TEXT BLOCK>
Abuse of a dominant position (12) The system of discounts on landing fees established by the Royal Decree of 22 December 1989 has the effect of applying dissimilar conditions to airlines for equivalent transactions linked to landing and take-off services, thereby placing some of them at a competitive disadvantage.
(13) The system of discounts, which operates by reference to the monthly amount of fees due, is based on the number of movements in a month and on the weight of the aircraft.
Taking account of these two parameters, the table below indicates the number of daily frequencies (one landing and one take-off) necessary to qualify for the first step (7,5 %), the third step (20 %) and the final step (30 %) of discounts, calculated on the basis of the monthly amount exceeding Bfrs 5 million, for four different types of aircraft.
The theshold of Bfrs 5 million in monthly fees to be attained in order to qualify for a discount is so high that only a carrier based at the airport can benefit, to the detriment of other Community carriers. This is because the minimum number of daily frequencies required is very high. In the case of Community routes, for example, the airlines use small or medium-sized aircraft (with between 50 and 200 seats, i.e. the DC9, A320, 757 or similar). This means that, in order to reach the level of Bfrs 5 million in fees, which triggers a 7,5 % discount, an average carrier must offer more than seven frequencies per day (example of a DC9 with 110 seats). On Saturdays and Sundays, the number of frequencies is lower, and this therefore increases the number of frequencies necessary during the week to eight or nine. On average, a route on which there is heavy traffic carries four frequencies per day, whereas a regional service will have only two. To obtain a reduction of 7,5 % on the amount of fees exceeding Bfrs 5 million, a carrier providing regional services must offer more than three daily routes to and from Brussels with medium-sized or large aircraft. For example, although Lufhansa flies direct from Brussels to six German cities and accounted in 1992 for more than 2 % of movements at the airport and for 3,3 % of arriving or departing passengers, it does not achieve the amounts of fees necessary to obtain a reduction. Likewise, airlines using large aircraft such as the Boeing 747 must operate more than one flight a day (principally an intercontinental flight) to obtain a discount.
This system, with its high threshold and progressive steps, in non-linear. The reductions offered increase more than proportionally to the number of landings/take-offs, a fact which merely accentuates the differences between heavy-traffic carriers and the rest. Moreover, it is disadvantageous to regional carriers, which, although carrying out a large number of movements per month, use small aircraft and generally fly to Brussels via one route only.
In 1992 Sabena received final-step discounts (30 %) equivalent to an overall reduction of 18 % on its fees, whereas the other qualifying airlines (Sobelair and BA) were eligible for only a first-step discount (7,5 %). No other airline operating at Brussels Airport qualifies for a reduction in its landing fees.
On a route such as Brussels-London, on which Sabena, BM and other carriers compete using the same type of aircraft, Sabena receives a discount of some 18 % on its take-off and landing fees for an equivalent service from the Airways Authority, and this places BM at a competitive disadvantage.
For the above reasons, the fact that the Airways Authority, given its position, applies dissimilar conditions to commercial partners for equivalent transactions, thereby placing some of them at a competitive disadvantage, constitutes an abuse of a dominant position within the meaning of point (c) of Article 86. Since, in the case at issue, a Member State has established this system by way of an administrative act, a State measure of this nature constitutes an infringement of Article 90, read in conjunction with point (c) of Article 86 of the Treaty.

PARTS OF THE EXERCISE>
(1) According to the landing fees text, what overall reduction on its fees did Sabena's discounts come to in 1992?
(2) Pick up the landing fees text after its last sentence and continue it.
The data that comes next is separate from the landing fees text.

DATASET EXCERPT>
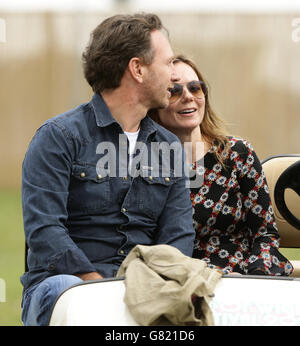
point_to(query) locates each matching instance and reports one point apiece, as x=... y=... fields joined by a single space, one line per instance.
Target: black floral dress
x=233 y=215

FINAL RESULTS>
(1) An overall reduction of 18 % on its fees.

(2)
(14) Although the Airways Authority is responsible for proving the take-off and landing services for which the fees are payable, it does not determine the amount of those fees or of any discounts that might be applicable. The Court has held that a Member State infringes Articles 90 and 86 of the Treaty when it requires the undertaking to exploit its dominant position in an abusive fashion by applying to its commercial partners dissimilar conditions for equivalent transactions within the meaning of point (c) of the second subparagraph of Article 86 of the Treaty (judgment of 17 May 1994 in Case C-18/93).
(15) This reasoning applies where the State measure reduces or eliminates the room for manoeuvre of undertakings through which Member States themselves exercise an influence on the structure of competition in the common market (1). This doctrine was developed by the Court in its judgment of 4 May 1988 in Case 30/87, Bodson v. Pompes funèbres (2), in which it held that Article 90 (1) of the Treaty must be interpreted as precluding public authorities from imposing on undertakings to which they have granted exclusive rights any conditions as to price that are contrary to Articles 85 and 86.
(16) The airways authority has justified the introduction of this system on the following grounds:
- the right of an undertaking to introduce a system of reductions as part of its commercial policy,
- the right to grant larger discounts to its loyal customers, particularly in view of the financial security they provide,
- economies of scale in that it costs less (in terms of administration and staff) to supply services to a national carrier with a large volume of traffic at the airport,
- the airport becomes more attractive with the presence of a national carrier offering an extensive network of destinations.
In reply to the first two grounds given, it can be stated that the Court has, on several occasions, held that commercial conduct which is considered normal may constitute abuse within the meaning of Article 86 of the Treaty if it is attributable to an undertaking in a dominant position. Moreover, as stated above, an airline will not choose to serve Brussels rather than another airport in the surrounding area on account of the loyalty-based commercial policy pursued by Brussels Airport. If the airways authority wished to attract airlines seeking an airport to serve as a regional link, the thresholds would have been set in such a way as to enable such airlines to qualify for the system, and this is not the case.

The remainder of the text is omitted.